## Text shown

## start

In statistics, the F-ratio is used to determine if there are differences between groups in an experiment. In this lesson, learn how to calculate the F-ratio and interpret the result.

## Comparing Multiple Groups in Stats

James works for an advertising agency, and his team has developed four potential new advertisements for a product. As part of the evaluation process, James shows the ads to a focus group of potential customers and has each person rate (on a 0-10 scale) how likely they are to purchase the product after watching each ad. The data he collected is shown in the table:

How can he tell if one ad was more effective than another? Simply looking at the mean score of each is not enough because there might be a lot of variability in the data, and the means might appear to be different, when statistically, they aren't. A statistical test that he could use to determine if there were any differences between the four groups is called analysis of variance (or ANOVA). ANOVA is a test used to detect differences between continuous variables when there are more than two groups, so it would be ideal to use in this situation.

## end

## Given exercise 1
In the passage on the F-ratio, rewrite the portion between "How can he tell" and "in this situation.", inclusive, substituting "AOV" for "ANOVA".
## Given exercise 2
Quote every full sentence in the passage on the F-ratio that contains the lowercase word "groups".
Base every answer solely on the passage about the F-ratio.

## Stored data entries
## start

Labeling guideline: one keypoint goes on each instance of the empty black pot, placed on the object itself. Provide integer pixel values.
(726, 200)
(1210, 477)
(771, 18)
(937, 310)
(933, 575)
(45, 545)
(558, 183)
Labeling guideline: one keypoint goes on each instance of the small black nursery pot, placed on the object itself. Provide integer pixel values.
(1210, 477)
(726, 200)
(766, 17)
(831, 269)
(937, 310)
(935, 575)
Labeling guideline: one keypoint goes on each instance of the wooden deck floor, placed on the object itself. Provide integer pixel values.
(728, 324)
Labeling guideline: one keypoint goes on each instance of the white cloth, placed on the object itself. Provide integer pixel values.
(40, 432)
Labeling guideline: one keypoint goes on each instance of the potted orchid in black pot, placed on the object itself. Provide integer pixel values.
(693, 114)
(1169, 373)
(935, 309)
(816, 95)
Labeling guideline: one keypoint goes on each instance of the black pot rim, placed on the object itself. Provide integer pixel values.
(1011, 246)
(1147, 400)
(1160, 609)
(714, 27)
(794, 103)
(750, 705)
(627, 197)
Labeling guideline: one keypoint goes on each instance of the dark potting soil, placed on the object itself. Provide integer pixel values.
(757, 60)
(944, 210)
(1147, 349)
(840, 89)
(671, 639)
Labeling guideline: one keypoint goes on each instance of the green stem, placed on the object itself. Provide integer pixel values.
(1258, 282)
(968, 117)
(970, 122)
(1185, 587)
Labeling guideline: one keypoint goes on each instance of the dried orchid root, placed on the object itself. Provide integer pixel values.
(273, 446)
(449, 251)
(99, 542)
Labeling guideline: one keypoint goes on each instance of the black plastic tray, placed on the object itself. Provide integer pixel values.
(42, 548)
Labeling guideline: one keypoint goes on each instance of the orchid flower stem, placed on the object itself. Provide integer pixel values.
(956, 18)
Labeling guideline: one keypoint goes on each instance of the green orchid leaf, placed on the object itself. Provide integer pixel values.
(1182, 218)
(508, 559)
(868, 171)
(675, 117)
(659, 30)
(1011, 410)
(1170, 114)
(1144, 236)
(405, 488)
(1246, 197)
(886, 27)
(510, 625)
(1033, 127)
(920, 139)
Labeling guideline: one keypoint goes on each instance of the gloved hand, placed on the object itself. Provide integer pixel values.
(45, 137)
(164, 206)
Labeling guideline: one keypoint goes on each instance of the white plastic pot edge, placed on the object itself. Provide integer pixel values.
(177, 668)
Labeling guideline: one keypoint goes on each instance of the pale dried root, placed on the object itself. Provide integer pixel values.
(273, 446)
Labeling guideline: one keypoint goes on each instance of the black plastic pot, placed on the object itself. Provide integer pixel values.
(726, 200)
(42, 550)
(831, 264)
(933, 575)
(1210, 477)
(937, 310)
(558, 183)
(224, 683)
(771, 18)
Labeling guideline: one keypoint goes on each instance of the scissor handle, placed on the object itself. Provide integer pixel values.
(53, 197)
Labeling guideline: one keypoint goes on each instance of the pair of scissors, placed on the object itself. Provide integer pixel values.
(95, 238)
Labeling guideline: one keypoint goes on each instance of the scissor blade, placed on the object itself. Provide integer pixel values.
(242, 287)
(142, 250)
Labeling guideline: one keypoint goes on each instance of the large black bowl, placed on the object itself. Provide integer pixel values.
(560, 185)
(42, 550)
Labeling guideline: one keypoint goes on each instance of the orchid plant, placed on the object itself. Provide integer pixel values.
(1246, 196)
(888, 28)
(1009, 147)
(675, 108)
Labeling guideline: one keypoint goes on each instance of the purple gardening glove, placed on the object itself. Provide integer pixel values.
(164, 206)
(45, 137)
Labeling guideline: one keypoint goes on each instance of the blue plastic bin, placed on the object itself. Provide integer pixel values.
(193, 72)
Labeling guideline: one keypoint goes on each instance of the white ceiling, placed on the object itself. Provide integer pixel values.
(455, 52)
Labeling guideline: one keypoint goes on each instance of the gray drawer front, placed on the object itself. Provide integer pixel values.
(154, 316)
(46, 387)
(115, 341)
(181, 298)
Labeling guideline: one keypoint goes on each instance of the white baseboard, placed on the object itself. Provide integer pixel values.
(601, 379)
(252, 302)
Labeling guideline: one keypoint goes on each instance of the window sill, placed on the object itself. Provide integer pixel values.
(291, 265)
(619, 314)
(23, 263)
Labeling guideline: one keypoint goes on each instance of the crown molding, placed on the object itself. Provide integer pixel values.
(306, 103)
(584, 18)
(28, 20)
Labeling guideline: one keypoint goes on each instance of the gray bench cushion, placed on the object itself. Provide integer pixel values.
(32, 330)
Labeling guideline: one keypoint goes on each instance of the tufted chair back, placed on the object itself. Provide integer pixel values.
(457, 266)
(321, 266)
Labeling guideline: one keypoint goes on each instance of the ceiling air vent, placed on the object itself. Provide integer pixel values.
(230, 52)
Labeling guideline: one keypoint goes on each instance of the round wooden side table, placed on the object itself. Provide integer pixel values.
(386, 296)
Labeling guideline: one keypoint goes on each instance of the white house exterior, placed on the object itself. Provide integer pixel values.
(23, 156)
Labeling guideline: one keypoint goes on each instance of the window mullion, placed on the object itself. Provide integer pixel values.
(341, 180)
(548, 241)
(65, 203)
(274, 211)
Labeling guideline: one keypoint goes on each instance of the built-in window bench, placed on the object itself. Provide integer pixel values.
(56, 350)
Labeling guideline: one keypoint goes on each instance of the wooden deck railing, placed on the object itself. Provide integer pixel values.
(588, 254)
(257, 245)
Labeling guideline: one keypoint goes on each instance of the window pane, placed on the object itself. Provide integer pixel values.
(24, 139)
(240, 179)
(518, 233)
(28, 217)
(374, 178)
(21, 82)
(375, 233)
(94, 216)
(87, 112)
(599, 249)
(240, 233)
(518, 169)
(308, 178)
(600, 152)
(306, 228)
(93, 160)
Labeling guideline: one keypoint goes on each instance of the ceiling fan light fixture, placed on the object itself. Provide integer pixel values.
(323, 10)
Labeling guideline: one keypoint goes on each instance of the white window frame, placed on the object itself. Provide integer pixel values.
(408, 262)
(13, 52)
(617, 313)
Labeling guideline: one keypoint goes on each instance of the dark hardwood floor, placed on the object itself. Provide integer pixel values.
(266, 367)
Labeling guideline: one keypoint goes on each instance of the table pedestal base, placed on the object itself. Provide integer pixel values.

## end

## Correct output 1
How can he tell if one ad was more effective than another? Simply looking at the mean score of each is not enough because there might be a lot of variability in the data, and the means might appear to be different, when statistically, they aren't. A statistical test that he could use to determine if there were any differences between the four groups is called analysis of variance (or AOV). AOV is a test used to detect differences between continuous variables when there are more than two groups, so it would be ideal to use in this situation.

## Correct output 2
- In statistics, the F-ratio is used to determine if there are differences between groups in an experiment.
- A statistical test that he could use to determine if there were any differences between the four groups is called analysis of variance (or ANOVA).
- ANOVA is a test used to detect differences between continuous variables when there are more than two groups, so it would be ideal to use in this situation.